Source.
Monday, December 10, 2012

We are starting ballads

I am NOT doing vocab until after the break.  We will need the time to write our ballads.

Wednesday, December 12: The first AR test for the MP must be done.
Wednesday, December 19: Ballad is due- typed, illustrated, looking good.
Wednesday, December 19: Read ballad to the class

We will be studying ballads and narrative poems in the days to come.  The students will learn what is expected of them over the next few days.

We will be looking at these and other examples:
     "The Charge of the Light Brigade"
     "Ballad of Birmingham"
     "The Nightmare Before Christmas"

      and some others as needed

As of now, the requirements for the ballad look like this:

    Long enough
    Tells a story
    Consistent rhyme scheme
    Neat and illustrated
    Read your ballad to the class with energy

I am going to have the students shoot for 200 syllables.  Depending on their line length, they should try to divide their story into 8 stanzas of four lines each.  The poem below is one we will read.  It has approximately 234 syllables.  I am having the students use a syllable counting site to make it easy, but they must put their syllable count at the end of each line.

Model piece for this assignment

“Ballad of Birmingham”

(On the bombing of a church in Birmingham, Alabama, 1963)

Excerpted data.
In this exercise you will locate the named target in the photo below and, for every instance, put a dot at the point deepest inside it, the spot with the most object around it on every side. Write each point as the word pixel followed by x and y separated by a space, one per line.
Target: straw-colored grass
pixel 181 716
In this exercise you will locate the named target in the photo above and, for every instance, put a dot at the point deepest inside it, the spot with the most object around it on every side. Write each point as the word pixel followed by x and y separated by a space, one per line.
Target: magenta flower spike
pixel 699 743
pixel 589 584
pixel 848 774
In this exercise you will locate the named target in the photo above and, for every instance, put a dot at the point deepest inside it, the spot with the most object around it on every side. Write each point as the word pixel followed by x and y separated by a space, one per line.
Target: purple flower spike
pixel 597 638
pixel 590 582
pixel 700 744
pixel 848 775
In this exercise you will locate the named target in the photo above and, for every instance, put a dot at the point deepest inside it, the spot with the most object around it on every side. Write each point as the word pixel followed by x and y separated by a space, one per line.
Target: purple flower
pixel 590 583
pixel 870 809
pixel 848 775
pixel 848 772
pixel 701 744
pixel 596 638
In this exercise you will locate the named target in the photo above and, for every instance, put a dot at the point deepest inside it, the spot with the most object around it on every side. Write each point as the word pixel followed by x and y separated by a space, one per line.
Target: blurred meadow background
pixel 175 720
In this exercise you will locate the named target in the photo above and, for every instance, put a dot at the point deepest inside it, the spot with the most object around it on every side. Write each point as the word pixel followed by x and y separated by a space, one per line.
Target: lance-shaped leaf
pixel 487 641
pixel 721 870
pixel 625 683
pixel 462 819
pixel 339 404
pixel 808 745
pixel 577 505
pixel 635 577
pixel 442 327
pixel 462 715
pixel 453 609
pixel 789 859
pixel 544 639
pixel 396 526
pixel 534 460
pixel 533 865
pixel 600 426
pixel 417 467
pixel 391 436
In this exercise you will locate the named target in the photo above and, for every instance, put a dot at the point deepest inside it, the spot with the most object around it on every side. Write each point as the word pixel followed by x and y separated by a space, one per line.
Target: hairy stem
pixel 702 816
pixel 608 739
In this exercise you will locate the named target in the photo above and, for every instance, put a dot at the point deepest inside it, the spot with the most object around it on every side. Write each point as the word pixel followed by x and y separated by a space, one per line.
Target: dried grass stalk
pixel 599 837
* * *
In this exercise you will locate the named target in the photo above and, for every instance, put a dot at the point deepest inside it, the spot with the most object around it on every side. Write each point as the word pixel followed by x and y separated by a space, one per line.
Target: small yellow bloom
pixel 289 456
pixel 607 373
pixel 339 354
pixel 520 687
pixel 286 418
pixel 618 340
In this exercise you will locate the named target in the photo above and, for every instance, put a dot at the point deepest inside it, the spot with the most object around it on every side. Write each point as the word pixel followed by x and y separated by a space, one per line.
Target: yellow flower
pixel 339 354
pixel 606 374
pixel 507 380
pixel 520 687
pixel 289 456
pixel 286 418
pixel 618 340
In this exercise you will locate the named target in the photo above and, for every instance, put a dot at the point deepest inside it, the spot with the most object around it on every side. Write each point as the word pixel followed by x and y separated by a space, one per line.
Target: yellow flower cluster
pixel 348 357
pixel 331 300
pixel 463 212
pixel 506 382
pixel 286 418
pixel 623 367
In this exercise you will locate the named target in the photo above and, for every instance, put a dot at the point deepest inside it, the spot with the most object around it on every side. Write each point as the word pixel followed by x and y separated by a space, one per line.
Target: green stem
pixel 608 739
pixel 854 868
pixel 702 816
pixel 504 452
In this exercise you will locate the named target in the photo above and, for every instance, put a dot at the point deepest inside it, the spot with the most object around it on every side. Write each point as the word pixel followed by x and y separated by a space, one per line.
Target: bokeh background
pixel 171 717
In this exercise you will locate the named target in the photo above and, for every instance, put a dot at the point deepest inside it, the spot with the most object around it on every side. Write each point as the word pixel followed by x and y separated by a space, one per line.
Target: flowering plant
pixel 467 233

Task prompt. Using the ballad post, tell whether each statement agrees with it, answering yes or no and quoting the words that decide it. 1. The ballad is due on Wednesday, December 19. 2. Vocab work will go on as usual before the break. 3. Students are told to aim for 300 syllables. Work from the ballad post alone.

Result of this task.
1. Yes: "Wednesday, December 19: Ballad is due- typed, illustrated, looking good."
2. No: "I am NOT doing vocab until after the break."
3. No: "I am going to have the students shoot for 200 syllables."